The data ▸
▬▬▬▬▬▬

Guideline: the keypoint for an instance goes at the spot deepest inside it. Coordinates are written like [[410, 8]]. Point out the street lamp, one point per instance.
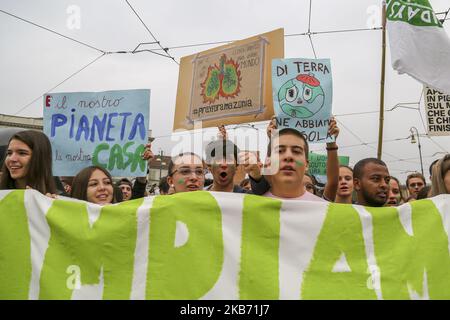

▬▬▬▬▬▬

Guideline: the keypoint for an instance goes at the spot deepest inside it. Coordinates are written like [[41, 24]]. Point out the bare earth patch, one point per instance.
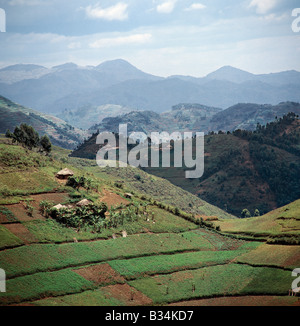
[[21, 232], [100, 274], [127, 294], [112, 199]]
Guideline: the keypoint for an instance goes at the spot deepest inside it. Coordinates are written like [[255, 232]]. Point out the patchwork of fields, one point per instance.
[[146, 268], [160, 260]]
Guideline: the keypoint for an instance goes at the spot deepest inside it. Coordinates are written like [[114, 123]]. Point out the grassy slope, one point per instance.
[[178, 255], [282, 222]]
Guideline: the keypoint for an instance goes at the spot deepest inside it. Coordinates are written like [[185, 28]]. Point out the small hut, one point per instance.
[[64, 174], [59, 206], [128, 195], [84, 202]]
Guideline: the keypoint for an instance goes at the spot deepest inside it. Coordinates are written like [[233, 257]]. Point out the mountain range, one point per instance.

▬▬▬▬▬▬

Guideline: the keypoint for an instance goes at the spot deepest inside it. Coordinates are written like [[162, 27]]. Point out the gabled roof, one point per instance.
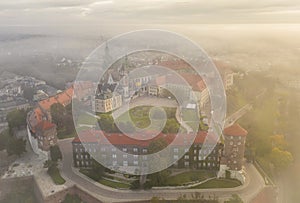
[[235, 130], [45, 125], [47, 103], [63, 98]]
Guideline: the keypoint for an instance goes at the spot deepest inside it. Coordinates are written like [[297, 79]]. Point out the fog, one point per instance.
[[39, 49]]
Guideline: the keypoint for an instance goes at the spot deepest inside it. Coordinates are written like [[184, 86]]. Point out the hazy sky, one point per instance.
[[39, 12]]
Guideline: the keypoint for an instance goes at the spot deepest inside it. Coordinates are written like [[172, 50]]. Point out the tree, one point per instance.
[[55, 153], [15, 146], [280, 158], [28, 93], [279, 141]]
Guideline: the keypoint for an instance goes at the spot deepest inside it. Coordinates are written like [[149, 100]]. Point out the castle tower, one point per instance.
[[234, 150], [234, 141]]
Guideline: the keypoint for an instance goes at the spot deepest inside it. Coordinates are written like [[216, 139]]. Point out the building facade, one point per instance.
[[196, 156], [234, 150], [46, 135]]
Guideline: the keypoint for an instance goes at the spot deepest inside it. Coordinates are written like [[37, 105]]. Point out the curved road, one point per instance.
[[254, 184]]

▬▬▬▬▬▬

Rewrite the items starting at the line containing "fields, one point per instance." and ending at the line containing "range, one point per instance.", switching "Point out" to "Mark" and leaving everything else unchanged.

Guideline: the keypoint for an instance goes at the spot deepest inside it. Coordinates are written like [[255, 232]]. Mark the patchwork of fields, one point per instance.
[[146, 268], [160, 260]]
Guideline: the keypoint for an instance goes at the spot deepest inside it. Coordinates are written like [[114, 123]]. Mark the grassy slope, one point per instance.
[[178, 255], [282, 222]]
Guideline: the keypoint for an instance goes at the spot deepest inside it. Coordinates are written like [[185, 28]]. Mark the small hut, one point per instance.
[[64, 174], [59, 206], [128, 195], [84, 202]]
Guideline: the keypoint for an instance goes at the spot deepest inside it. Coordinates are written like [[233, 257]]. Mark the mountain range, one point per instance.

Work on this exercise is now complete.